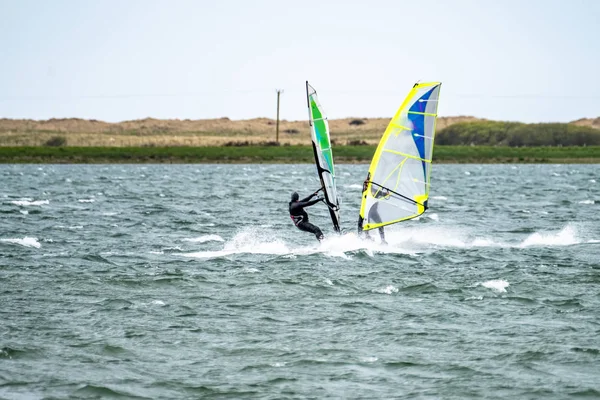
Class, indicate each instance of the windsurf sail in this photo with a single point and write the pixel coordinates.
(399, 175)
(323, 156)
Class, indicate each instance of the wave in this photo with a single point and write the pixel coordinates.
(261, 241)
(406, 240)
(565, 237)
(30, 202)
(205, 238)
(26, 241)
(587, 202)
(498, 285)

□ □ □

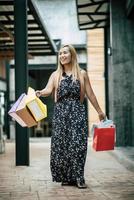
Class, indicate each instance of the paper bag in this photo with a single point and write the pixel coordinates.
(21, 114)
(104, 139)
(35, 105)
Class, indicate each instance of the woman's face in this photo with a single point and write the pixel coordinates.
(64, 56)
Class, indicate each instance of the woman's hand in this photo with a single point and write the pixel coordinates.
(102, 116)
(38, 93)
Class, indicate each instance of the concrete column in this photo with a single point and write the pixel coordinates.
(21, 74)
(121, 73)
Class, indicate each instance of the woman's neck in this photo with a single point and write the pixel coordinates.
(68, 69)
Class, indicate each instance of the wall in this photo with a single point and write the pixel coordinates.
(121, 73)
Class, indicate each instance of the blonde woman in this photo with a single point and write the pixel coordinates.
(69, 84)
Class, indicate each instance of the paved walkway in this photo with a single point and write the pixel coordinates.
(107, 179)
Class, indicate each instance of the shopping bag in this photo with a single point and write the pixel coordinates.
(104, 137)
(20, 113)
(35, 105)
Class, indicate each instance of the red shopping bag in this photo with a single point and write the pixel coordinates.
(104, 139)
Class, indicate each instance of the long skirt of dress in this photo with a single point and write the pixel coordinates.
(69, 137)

□ □ □

## Work to do
Pick out each line above that contains the string "woman". Uppercase and lowercase letters must match.

## Expected output
Class, indicate each instance of the woman's face in this photo with a single point and write the pixel coordinates.
Class, indicate each instance of the woman's hand in this photo with a single point and write the pixel coordinates.
Class, indicate each instance of the woman's neck in this photo with a single point and write the pixel coordinates.
Class, indicate each instance of the blonde woman in this photo with a single point and write the pixel coordinates.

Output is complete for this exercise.